Text section.
BEGIN
Experts find ‘clear evidence’ of Syria war crimes

A team of lawyers, doctors and professors specializing in the prosecution of war crimes and forensic evidence issued a report (PDF) Jan. 20 including numerous photographs alleged to be "clear evidence'" of torture and systematic killings amounting to war crimes in Syria. The report is derived from almost 27,000 photographs which were obtained by a former military police officer in Syria who has since defected. The defector's role was to photograph the bodies of deceased individuals brought from detention facilities to a military hospital, which could reach up to 50 bodies a day. The report documents starvation, brutal beatings, strangulation, and other forms of systematic killings, and the majority of the victims are men aged between 20-40. The report stands by the defector's credibility, who was interviewed over three sessions in the previous 10 days. The report arrived just 48 hours before the Geneva II Conference on Syria is scheduled to commence in Switzerland on Jan. 22, with intense political posturing surrounding the UN backed conference.

The Syrian civil war has persisted for almost three years, and there is mounting international pressure to find an end to the conflict. The main opposition group within Syria, the Syrian National Coalition, recently agreed to attend the Geneva II conference after an invitation to Iran was rescinded by UN Secretary General Ban Ki-moon Jan. 19. Following Iran's original invitation to Geneva II, the Western-backed Syrian National Coalition announced it would refuse to attend the peace talks if Iran was in attendance.
END
Data listing.
BEGIN
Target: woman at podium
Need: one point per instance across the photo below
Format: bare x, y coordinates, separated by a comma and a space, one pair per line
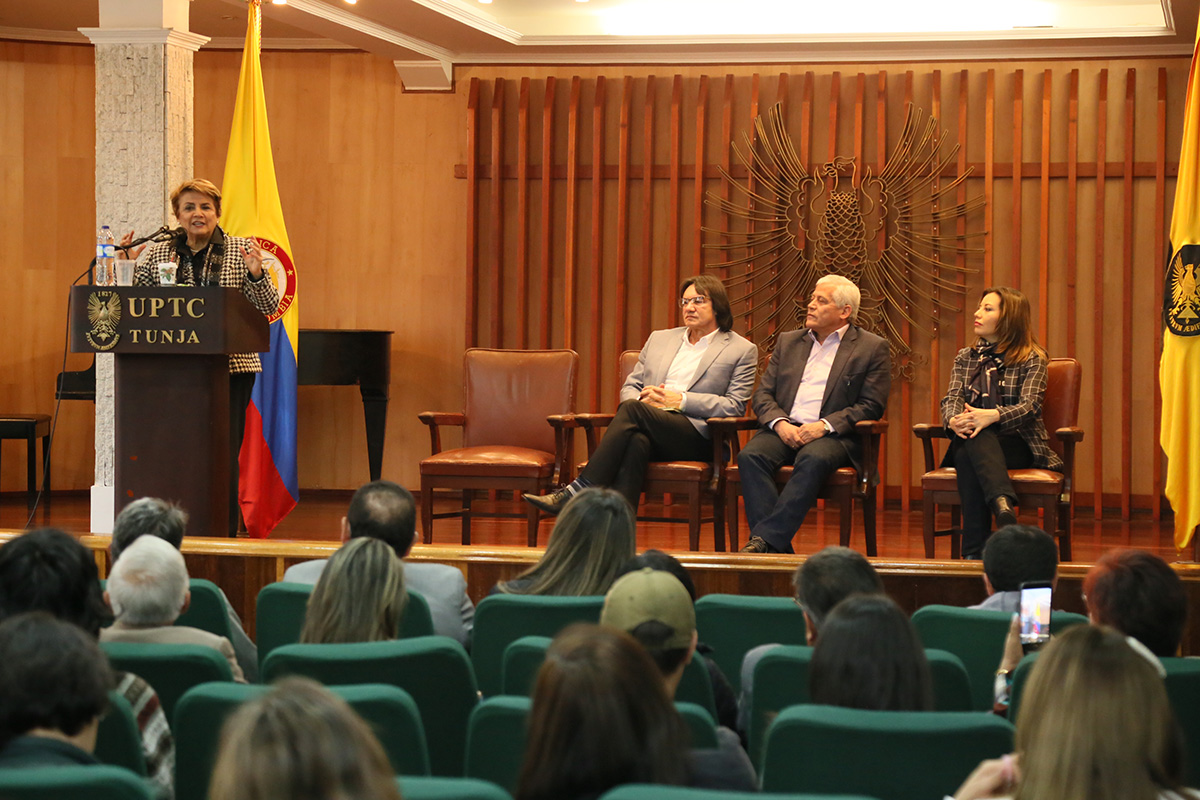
202, 254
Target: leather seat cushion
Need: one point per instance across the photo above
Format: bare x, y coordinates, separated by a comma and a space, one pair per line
1025, 481
672, 470
491, 462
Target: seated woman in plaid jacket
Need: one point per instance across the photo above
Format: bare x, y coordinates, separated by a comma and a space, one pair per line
993, 410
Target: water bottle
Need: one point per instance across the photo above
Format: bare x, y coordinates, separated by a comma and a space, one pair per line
106, 256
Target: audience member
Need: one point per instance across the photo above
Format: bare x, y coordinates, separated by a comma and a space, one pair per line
48, 570
592, 539
300, 741
869, 656
601, 716
1140, 595
654, 608
148, 591
1095, 725
723, 693
167, 521
821, 582
54, 684
1013, 555
359, 597
385, 511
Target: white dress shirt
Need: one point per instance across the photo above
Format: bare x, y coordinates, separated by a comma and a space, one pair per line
684, 365
807, 407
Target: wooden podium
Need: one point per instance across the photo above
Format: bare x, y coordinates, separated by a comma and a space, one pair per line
172, 370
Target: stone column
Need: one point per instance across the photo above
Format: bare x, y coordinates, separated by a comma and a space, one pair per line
143, 150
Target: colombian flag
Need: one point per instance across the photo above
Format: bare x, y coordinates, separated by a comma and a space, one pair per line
1179, 373
268, 486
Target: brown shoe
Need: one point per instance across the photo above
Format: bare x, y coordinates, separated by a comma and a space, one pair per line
756, 545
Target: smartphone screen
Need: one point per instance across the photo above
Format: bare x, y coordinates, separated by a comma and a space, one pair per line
1035, 614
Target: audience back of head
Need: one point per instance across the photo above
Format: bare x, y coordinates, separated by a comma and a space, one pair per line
300, 741
869, 656
359, 597
385, 511
148, 516
48, 570
1140, 595
1017, 554
654, 608
593, 537
828, 577
600, 717
148, 587
1096, 722
53, 678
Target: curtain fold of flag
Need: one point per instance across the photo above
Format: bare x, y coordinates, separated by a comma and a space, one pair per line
1180, 368
268, 486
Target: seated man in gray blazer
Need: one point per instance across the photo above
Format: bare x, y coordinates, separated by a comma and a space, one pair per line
387, 511
819, 383
683, 377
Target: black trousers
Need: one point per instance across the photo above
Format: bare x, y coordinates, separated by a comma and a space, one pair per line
982, 465
775, 516
241, 384
639, 434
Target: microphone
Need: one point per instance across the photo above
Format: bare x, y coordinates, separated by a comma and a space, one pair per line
163, 234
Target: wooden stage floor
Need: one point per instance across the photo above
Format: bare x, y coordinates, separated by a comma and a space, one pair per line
318, 516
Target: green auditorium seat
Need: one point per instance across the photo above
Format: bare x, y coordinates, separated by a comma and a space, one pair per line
522, 660
889, 755
732, 625
281, 607
389, 710
502, 619
93, 782
118, 739
450, 788
208, 609
435, 669
171, 669
657, 792
496, 740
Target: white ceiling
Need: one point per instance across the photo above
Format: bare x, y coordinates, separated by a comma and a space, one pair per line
436, 35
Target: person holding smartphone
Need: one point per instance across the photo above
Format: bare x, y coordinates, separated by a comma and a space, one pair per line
993, 410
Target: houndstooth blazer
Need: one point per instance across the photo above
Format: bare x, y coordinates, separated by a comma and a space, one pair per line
234, 275
1023, 388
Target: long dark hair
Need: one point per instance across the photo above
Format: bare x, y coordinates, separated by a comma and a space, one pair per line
868, 656
600, 719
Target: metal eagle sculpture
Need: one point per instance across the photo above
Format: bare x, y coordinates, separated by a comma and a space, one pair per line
883, 233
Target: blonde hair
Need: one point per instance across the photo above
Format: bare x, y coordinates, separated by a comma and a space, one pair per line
1096, 723
1014, 329
359, 597
300, 741
592, 540
199, 186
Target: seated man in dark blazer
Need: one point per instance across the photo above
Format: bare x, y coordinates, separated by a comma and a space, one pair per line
683, 377
820, 382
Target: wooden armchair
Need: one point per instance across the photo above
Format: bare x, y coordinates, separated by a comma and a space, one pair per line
505, 443
695, 480
1037, 488
843, 487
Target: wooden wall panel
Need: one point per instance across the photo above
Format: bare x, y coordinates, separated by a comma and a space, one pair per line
1069, 216
376, 199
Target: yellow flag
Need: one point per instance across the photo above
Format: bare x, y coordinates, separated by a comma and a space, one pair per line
1179, 372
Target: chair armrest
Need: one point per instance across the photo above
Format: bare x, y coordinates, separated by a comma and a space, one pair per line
1069, 434
437, 419
927, 433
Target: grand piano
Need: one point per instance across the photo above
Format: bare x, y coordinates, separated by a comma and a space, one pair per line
328, 358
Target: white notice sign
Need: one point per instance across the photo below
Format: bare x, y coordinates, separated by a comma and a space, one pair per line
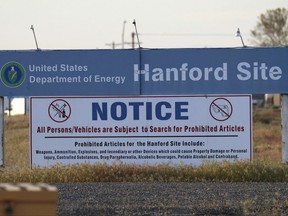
140, 129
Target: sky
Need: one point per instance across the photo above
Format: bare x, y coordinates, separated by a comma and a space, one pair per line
96, 24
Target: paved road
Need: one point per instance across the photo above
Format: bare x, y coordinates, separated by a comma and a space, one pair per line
172, 199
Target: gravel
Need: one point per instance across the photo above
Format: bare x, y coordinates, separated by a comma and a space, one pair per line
172, 199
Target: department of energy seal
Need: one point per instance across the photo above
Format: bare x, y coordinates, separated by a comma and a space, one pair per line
13, 74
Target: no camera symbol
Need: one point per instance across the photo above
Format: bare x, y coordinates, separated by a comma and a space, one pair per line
221, 109
59, 110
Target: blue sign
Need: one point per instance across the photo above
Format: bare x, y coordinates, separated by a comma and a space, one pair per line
144, 72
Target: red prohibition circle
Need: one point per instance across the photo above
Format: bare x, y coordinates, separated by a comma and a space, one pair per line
58, 112
221, 109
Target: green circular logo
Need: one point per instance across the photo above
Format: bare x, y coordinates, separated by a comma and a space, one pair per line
13, 74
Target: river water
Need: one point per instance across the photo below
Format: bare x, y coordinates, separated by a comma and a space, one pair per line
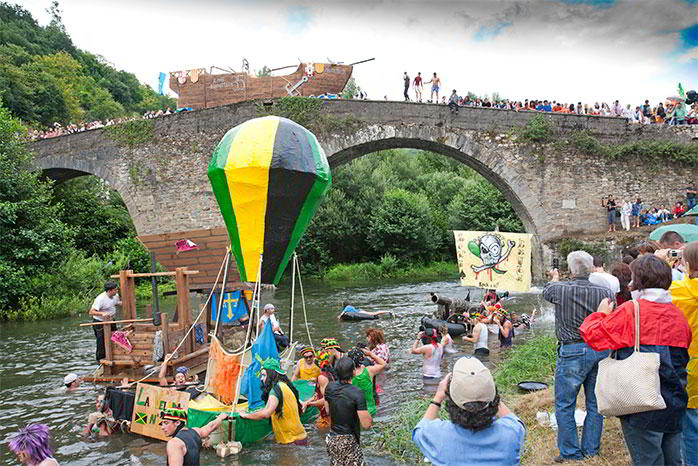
34, 358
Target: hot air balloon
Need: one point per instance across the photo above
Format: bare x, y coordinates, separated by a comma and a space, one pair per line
269, 175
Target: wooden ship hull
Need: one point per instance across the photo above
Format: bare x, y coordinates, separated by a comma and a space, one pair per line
198, 89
END
Exercise requirements.
1 - Recast the paragraph beginning "The Syrian civil war has persisted" from the Syria war crimes article as a short bulleted list that keeps its main facts.
2 - Write the next paragraph of the article on Syria war crimes, picking up after its final sentence.

Solved tasks.
1 -
- The Syrian civil war has lasted almost three years, and international pressure to end it is growing.
- On Jan. 19, UN Secretary General Ban Ki-moon rescinded Iran's invitation to the Geneva II conference.
- After that, the Syrian National Coalition, the main opposition group within Syria, agreed to attend.
- After Iran was first invited, the Western-backed coalition had said it would refuse to attend the peace talks if Iran took part.

2 -
UN pressure on Syria has mounted in the last month as evidence revealed signs of war crimes in the country. Last week, the UN High Commissioner for Human Rights warned Syrian opposition groups that eyewitness reports of mass executions point to mass violations of human rights that may amount to war crimes.

From Juriist, Jan. 21. Used with permission.
 

  1. Syria: “industrial-scale” massacres

    Amnesty International in a statement on the new report of Syrian atrocities urges that world leaders at the Geneva conference "must demand full access to investigate allegations that 11,000 people have been tortured and killed while in detention in the country." Amnesty cites one of the report's authors, Sir Desmond de Silva QC, as saying that the evidence "documented industrial-scale killing."

    De Silva is  former chief prosecutor of the special court for Sierra Leone. The other two principal authors are Sir Geoffrey Nice QC, former lead prosecutor of late Serbian leader Slobodan Milosevic, and Prof. David Crane, who indicted President Charles Taylor of Liberia at the Sierra Leone court. The Guardian infroms us that the thousands of images on which the report is based were smuggled out of Syria by a defector, identified only as "Caesar" for security reasons, who was a photographer with the regime's military police. Ceasar turned memory sticks with the images over to a contact in the Syrian National Movement, which is apparently supported by Qatar. The Guardian emphasizes: "Qatar, which has financed and armed rebel groups, has called for the overthrow of Assad and demanded his prosecution."